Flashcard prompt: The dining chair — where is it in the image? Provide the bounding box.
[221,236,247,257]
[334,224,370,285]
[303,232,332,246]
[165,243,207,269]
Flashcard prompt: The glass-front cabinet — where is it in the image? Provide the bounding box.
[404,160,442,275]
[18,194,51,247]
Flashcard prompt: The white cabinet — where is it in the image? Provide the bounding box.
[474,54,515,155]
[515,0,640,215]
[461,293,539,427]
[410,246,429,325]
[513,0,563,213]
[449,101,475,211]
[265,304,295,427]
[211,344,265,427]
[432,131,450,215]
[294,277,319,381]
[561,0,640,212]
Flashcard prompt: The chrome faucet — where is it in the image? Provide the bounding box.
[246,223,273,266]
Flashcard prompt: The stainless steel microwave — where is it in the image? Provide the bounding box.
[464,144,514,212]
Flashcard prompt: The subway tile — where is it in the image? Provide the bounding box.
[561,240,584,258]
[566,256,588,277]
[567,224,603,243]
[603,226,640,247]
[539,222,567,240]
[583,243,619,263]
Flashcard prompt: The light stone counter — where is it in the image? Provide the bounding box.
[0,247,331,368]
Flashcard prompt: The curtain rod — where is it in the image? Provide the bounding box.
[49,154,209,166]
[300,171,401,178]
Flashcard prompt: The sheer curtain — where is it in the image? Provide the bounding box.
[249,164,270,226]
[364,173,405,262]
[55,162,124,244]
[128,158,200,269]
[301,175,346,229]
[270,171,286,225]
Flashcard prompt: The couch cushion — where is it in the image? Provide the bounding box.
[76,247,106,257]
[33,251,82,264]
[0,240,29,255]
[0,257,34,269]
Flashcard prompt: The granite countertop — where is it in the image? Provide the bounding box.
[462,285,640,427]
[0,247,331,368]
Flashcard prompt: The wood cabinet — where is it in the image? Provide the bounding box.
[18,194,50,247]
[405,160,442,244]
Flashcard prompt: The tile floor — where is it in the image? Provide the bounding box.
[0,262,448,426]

- Task goal -
Return the listing above verbatim.

- Answer area -
Flashcard prompt: The dining chair — where is it in the image? Provide the bounding box.
[221,236,247,257]
[334,224,370,285]
[303,232,332,246]
[165,243,207,269]
Flashcard prompt: The glass-front cabinet — where is it in the image? Provide the bounding box.
[404,160,442,275]
[18,194,51,247]
Flashcard prompt: The white cabinet — where is it in the image? Provide the bounding box.
[474,54,515,155]
[515,0,640,215]
[461,293,539,427]
[410,246,429,325]
[513,0,563,213]
[449,101,475,211]
[265,304,295,427]
[211,344,265,427]
[432,131,450,215]
[294,277,319,381]
[561,0,640,212]
Flashcard prompt: The chrome faucet — where is it in the image? Provide the bounding box.
[246,223,273,266]
Flashcard prompt: The stainless steel microwave — where is it in the image? Provide the bounding box.
[464,144,514,212]
Flashcard prompt: The subway tile — where is it in the image? Provide the bounding box.
[561,240,584,258]
[566,256,588,277]
[567,224,603,243]
[603,226,640,247]
[539,222,567,240]
[583,243,619,263]
Flashcard prompt: The light stone counter — where is it in the image? Provide the bounding box.
[0,247,331,368]
Flashcard prompt: The curtain rod — where is it in the image? Provide the bounding box.
[49,154,209,166]
[300,171,401,178]
Flashcard prompt: The sheer curtain — where is it in the image? Provide the bounding box.
[249,164,270,226]
[364,173,405,262]
[55,162,124,244]
[128,158,200,269]
[301,175,346,229]
[270,171,286,225]
Flashcard prompt: The couch cushion — where is it in the image? Provide the bounding box.
[76,247,106,257]
[33,251,82,264]
[0,240,29,255]
[0,257,34,269]
Flashcard prompt: The granite countertop — where is it in the image? Provide the bounding box.
[462,285,640,427]
[0,247,331,368]
Flashcard prompt: The wood cabinet — where is it in the image? Provide the bounding box.
[18,194,50,247]
[405,160,442,244]
Flashcard prompt: The tile floor — where is it in the image? Provide the bounding box.
[0,262,448,426]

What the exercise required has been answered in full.